WORK REQUEST
Return all lines of the data in which the string "statue" occurs.

--- START ---

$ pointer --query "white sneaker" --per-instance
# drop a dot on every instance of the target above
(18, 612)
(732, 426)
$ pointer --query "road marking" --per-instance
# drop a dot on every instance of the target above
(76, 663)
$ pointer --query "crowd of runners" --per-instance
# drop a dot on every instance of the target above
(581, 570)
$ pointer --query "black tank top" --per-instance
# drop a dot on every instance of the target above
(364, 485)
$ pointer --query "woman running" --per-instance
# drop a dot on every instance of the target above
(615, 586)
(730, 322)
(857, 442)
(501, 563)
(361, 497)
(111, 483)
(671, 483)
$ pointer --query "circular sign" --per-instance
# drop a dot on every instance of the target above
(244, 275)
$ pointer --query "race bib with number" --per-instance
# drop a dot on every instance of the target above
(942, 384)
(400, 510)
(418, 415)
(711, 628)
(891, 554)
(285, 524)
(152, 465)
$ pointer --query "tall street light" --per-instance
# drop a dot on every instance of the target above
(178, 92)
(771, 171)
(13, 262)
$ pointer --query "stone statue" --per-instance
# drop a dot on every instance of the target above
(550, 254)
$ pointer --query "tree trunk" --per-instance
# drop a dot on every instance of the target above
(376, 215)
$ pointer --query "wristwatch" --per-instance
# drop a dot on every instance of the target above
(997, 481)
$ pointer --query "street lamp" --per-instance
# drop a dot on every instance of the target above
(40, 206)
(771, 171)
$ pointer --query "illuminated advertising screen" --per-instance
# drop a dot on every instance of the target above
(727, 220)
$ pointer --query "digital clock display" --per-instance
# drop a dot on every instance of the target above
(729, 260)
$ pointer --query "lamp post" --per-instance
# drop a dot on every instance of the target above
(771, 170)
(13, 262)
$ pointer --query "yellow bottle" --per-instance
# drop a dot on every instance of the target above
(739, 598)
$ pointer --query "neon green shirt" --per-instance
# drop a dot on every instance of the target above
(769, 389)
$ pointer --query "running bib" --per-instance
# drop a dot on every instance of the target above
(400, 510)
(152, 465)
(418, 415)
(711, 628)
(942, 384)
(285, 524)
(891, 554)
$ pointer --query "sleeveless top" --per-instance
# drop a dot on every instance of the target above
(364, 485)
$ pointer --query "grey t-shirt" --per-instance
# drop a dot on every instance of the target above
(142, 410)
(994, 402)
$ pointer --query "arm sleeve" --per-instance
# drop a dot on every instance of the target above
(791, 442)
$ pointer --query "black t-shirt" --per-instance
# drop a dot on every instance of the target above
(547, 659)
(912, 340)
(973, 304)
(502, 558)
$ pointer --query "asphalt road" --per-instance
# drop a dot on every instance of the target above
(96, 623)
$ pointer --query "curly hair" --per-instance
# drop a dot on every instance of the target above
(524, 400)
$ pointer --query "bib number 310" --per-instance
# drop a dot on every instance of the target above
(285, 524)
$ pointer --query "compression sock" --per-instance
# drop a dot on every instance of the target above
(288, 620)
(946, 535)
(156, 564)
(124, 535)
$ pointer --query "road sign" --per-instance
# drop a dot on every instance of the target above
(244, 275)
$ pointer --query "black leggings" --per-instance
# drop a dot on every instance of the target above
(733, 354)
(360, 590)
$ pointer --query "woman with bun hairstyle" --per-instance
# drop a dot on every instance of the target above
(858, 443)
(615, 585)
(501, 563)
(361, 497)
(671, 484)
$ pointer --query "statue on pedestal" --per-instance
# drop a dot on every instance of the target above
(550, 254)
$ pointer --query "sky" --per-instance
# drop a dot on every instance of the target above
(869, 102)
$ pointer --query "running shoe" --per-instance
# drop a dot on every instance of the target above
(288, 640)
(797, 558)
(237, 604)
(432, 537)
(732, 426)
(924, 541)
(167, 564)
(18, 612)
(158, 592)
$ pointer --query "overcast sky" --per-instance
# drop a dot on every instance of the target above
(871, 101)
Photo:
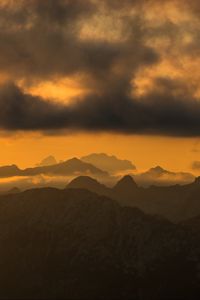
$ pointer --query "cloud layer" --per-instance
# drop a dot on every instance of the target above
(119, 51)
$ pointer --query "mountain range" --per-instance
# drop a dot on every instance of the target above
(176, 203)
(109, 163)
(75, 244)
(70, 167)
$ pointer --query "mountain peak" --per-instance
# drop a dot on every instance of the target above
(197, 180)
(83, 180)
(48, 161)
(158, 169)
(126, 182)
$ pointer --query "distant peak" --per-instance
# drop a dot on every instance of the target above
(126, 181)
(197, 180)
(74, 159)
(48, 161)
(85, 179)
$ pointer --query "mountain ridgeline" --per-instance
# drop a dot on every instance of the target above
(93, 241)
(176, 203)
(75, 244)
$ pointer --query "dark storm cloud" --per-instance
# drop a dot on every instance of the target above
(114, 112)
(42, 40)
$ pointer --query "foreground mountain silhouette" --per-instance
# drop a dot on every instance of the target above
(109, 163)
(74, 244)
(72, 166)
(175, 203)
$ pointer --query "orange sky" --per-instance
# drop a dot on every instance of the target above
(145, 152)
(25, 149)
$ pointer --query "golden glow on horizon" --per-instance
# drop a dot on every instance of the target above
(144, 151)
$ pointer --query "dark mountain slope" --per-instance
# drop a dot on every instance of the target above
(73, 244)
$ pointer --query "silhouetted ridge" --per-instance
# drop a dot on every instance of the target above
(74, 244)
(158, 169)
(82, 181)
(197, 180)
(127, 182)
(91, 184)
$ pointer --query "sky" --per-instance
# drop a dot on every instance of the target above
(112, 76)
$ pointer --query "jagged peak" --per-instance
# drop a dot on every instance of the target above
(127, 180)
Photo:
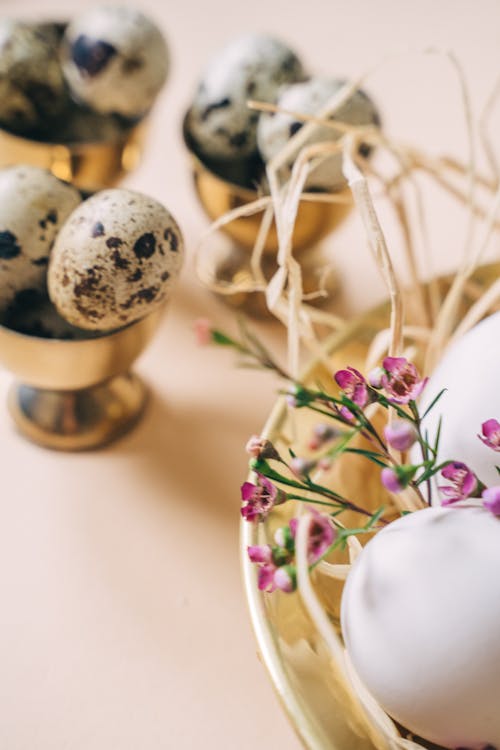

--- END ---

ANSWER SPACE
$ pointer --query "stone statue" --per-instance
$ pointer --query "statue on pedestal" --per-instance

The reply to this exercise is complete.